(Dataset excerpt)
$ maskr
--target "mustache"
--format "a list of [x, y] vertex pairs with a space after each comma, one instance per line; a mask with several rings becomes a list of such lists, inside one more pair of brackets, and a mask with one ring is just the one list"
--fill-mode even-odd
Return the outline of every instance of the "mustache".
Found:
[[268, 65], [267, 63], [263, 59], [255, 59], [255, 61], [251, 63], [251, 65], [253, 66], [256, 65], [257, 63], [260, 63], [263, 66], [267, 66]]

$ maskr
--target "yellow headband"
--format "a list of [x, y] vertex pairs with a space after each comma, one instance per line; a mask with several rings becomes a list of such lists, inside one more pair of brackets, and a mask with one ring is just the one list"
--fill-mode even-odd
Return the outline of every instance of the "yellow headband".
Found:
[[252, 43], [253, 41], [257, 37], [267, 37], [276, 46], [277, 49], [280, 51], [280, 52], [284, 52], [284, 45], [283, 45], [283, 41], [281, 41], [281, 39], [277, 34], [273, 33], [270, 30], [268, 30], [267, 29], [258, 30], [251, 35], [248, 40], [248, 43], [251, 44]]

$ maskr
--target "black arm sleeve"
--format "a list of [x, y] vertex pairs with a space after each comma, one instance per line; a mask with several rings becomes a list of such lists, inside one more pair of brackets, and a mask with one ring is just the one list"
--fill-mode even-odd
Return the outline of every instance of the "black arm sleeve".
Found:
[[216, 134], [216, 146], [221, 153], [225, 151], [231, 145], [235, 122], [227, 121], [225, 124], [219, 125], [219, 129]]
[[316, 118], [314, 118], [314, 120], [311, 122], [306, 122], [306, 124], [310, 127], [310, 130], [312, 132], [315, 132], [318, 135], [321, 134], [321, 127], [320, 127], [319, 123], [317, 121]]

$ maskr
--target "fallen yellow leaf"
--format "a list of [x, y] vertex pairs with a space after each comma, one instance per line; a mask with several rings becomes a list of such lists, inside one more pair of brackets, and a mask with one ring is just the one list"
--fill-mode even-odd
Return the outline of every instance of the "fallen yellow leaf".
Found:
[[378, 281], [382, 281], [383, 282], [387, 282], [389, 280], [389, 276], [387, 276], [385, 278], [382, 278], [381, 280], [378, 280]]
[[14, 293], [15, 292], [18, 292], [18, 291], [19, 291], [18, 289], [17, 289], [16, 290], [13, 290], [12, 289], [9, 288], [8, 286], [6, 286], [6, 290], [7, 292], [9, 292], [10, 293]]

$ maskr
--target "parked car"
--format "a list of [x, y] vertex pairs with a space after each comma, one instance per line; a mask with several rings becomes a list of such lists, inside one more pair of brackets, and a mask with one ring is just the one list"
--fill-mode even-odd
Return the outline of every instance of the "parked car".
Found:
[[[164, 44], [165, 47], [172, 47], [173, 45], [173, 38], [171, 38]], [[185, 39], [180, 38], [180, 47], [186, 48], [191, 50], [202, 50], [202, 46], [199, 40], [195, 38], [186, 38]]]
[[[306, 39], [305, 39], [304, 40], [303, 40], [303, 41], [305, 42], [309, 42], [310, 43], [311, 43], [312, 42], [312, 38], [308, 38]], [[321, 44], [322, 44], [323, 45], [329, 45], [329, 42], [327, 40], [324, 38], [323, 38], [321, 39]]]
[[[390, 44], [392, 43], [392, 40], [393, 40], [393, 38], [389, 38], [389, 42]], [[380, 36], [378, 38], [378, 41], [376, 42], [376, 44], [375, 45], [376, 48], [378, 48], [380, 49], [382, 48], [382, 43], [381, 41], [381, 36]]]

== Aim ==
Rescale the records from their start through the line containing "66], [267, 66]]", reproducing every line in full, requests included. Multiply each vertex coordinate in the answers by 0.25 and round to whole numbers with halves rounded up, leaving the numbers in the requests and their format descriptions unchanged.

== Answer to this task ==
$ maskr
--target "mustache"
--format "a list of [x, y] vertex pairs with a space after each comma, one instance per line; a mask with several rings becomes a list of such lists, inside one more pair of brackets, and a mask with one ring is just the one list"
--fill-mode even-odd
Return the outline of every instance of the "mustache".
Found:
[[67, 16], [67, 16], [66, 15], [64, 15], [64, 15], [63, 16], [63, 16], [63, 17], [64, 16], [64, 16], [65, 16], [66, 17], [67, 17]]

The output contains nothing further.